■ Exercise instructions: Word for word, restate each entry that appears below.

■ Data shown:

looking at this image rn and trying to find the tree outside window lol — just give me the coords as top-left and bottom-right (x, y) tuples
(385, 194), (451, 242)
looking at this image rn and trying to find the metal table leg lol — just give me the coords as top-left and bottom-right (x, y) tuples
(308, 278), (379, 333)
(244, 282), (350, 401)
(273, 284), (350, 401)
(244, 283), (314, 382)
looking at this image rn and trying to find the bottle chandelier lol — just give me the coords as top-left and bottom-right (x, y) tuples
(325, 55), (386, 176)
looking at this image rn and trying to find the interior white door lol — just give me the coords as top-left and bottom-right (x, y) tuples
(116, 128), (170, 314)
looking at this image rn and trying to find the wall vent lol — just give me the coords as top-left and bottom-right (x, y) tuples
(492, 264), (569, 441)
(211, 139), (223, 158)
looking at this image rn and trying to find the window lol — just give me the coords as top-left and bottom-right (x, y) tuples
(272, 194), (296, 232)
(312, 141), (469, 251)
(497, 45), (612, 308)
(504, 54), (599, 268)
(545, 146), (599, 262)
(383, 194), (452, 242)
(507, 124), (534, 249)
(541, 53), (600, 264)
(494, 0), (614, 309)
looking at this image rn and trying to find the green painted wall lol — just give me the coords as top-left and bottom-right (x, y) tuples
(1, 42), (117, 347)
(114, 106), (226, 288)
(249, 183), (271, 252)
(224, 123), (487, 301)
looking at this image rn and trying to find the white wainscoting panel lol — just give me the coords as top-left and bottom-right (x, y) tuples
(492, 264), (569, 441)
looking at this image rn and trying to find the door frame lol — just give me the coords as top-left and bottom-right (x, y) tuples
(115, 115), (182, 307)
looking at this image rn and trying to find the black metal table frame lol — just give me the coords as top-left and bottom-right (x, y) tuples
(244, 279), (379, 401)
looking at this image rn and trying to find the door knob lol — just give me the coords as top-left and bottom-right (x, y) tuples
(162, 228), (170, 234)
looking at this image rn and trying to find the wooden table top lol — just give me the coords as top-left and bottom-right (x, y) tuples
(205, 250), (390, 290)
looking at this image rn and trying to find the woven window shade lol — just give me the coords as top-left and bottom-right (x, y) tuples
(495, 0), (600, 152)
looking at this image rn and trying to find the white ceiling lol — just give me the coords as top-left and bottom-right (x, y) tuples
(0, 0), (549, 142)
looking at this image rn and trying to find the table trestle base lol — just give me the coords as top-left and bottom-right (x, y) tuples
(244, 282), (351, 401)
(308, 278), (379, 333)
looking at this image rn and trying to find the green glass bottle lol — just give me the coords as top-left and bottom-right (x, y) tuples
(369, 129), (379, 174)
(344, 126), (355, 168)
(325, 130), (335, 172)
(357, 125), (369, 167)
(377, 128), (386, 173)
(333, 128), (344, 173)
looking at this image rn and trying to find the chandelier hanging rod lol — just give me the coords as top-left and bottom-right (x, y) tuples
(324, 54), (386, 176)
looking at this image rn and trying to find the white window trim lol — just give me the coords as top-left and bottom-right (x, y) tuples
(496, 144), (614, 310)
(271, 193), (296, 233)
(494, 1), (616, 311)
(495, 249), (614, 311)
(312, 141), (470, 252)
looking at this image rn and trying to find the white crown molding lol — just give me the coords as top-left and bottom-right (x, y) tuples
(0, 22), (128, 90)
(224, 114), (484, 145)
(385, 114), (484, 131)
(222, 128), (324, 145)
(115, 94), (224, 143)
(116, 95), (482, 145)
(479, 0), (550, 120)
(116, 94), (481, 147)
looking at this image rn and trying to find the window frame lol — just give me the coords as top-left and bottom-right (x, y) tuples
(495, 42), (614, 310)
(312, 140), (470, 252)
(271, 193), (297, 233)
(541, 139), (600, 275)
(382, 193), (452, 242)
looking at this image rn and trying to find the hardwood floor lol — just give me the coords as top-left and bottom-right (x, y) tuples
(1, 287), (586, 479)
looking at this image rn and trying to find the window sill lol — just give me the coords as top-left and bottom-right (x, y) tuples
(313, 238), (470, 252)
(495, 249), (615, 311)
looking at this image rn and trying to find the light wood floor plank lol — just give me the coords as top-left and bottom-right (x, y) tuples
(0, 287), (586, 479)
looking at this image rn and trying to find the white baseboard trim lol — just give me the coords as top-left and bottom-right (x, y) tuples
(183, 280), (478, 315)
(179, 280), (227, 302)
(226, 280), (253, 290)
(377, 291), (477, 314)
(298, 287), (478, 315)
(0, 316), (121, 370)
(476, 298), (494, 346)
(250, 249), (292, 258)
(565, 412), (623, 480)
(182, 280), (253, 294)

■ Reply:
looking at this image rn and trying to find the tree outside window lol — just give me the coords as top-left and bottom-right (x, y) tuples
(385, 194), (451, 242)
looking at this image rn and trying to find the metal table leg lol — just give me the coords as top-left and bottom-right (x, y) tuples
(308, 278), (379, 333)
(244, 282), (350, 401)
(273, 284), (350, 401)
(244, 283), (314, 382)
looking at this image rn and trying to find the bottle chandelier lol — just give me the coords as top-left and bottom-right (x, y) tuples
(325, 55), (386, 176)
looking at this image rn and trying to find the interior white door lol — just give me the coords as top-left and bottom-right (x, y) tuples
(116, 128), (170, 314)
looking at this image rn and trying to find the wall vent lol — just give me the coords as top-left and bottom-right (x, y) tuples
(492, 264), (569, 441)
(211, 139), (223, 158)
looking at this image rn and trying to find the window lol — just give me the coords as top-left and bottom-right (x, y) tuples
(272, 194), (296, 232)
(312, 141), (469, 251)
(497, 45), (612, 308)
(504, 54), (599, 268)
(545, 146), (599, 262)
(383, 194), (452, 242)
(507, 124), (534, 249)
(541, 53), (600, 264)
(494, 0), (614, 309)
looking at this image rn and trying to find the green painted wall lol — just give me the coords as top-left and bottom-right (x, y) tuples
(1, 42), (117, 347)
(114, 106), (226, 288)
(249, 183), (271, 252)
(224, 123), (487, 301)
looking at this image rn and trying to find the white wainscoting panel lol — just give me the coords as top-left and bottom-right (x, y) tuples
(492, 264), (569, 441)
looking at this image rn and trying to find the door frame lol — just give me the coords as top-left and bottom-right (x, y) tuples
(115, 115), (182, 307)
looking at this image rn and trying to find the black metal table frame lol — just give me the coords as top-left and bottom-right (x, y) tuples
(244, 279), (379, 401)
looking at this image rn and trying to find the door knob lol — just give me the coords as top-left and bottom-right (x, y) tuples
(162, 228), (170, 234)
looking at this image rn and trying to find the wooden table top lol — just give me the coords as top-left and bottom-right (x, y) tuples
(205, 250), (390, 290)
looking at this image rn and trying to find the woven window shade lol — just give me the coords as top-left and bottom-right (x, y) tuples
(495, 0), (600, 152)
looking at this image rn and trying to find the white ceiling lol — just give me the coords as top-left and bottom-right (x, y) tuples
(0, 0), (549, 142)
looking at this image rn and trying to find the table trestle base lol — just give me the coords as top-left and bottom-right (x, y) tuples
(244, 282), (351, 401)
(308, 278), (379, 333)
looking at this image rn and trying to find the green glass bottle lol — just give me the coords as top-left and bottom-right (x, y) tuples
(369, 129), (379, 174)
(344, 126), (355, 168)
(325, 130), (335, 172)
(357, 125), (369, 167)
(377, 128), (386, 173)
(333, 128), (344, 173)
looking at this image rn and trying to find the chandelier hanging rod lol — just give me the coords as top-left and bottom-right (x, y) tuples
(324, 54), (386, 176)
looking at this image rn and trying to find the white window trim lol — just give me the coords as top-left and bottom-right (x, y) tuples
(496, 144), (614, 310)
(271, 193), (296, 233)
(494, 1), (616, 311)
(495, 249), (614, 311)
(312, 141), (470, 252)
looking at this image rn and trying to find the white crown molding lol — just give me the coords as top-left and bottom-right (x, y) tuples
(0, 22), (128, 90)
(224, 114), (484, 145)
(385, 114), (484, 131)
(222, 128), (324, 145)
(115, 94), (224, 143)
(116, 95), (482, 145)
(479, 0), (550, 120)
(116, 94), (481, 147)
looking at this image rn and trying to find the window frame lol — just give me the coords as top-left and bottom-right (x, y) tuples
(495, 42), (614, 310)
(312, 140), (470, 252)
(271, 193), (297, 233)
(541, 139), (600, 275)
(382, 193), (452, 242)
looking at this image rn and trying to find the hardwood floor lol — just give me the coords as top-left and bottom-right (x, y) tuples
(1, 287), (586, 479)
looking at this image rn and trying to find the window sill lol — just give me the coords as top-left and bottom-right (x, y) tuples
(313, 238), (470, 252)
(495, 249), (615, 311)
looking at this image rn and trying to find the light wood floor plank lol — just give me the coords as top-left and bottom-right (x, y) tuples
(0, 287), (586, 479)
looking at this image rn and trying to find the white baseboard trim lol — just give me the coords as top-left and bottom-right (x, y) tuples
(183, 280), (478, 315)
(179, 280), (227, 302)
(226, 280), (253, 290)
(377, 291), (477, 314)
(298, 287), (478, 315)
(0, 316), (121, 370)
(476, 298), (494, 346)
(250, 249), (292, 258)
(565, 412), (623, 480)
(182, 280), (253, 294)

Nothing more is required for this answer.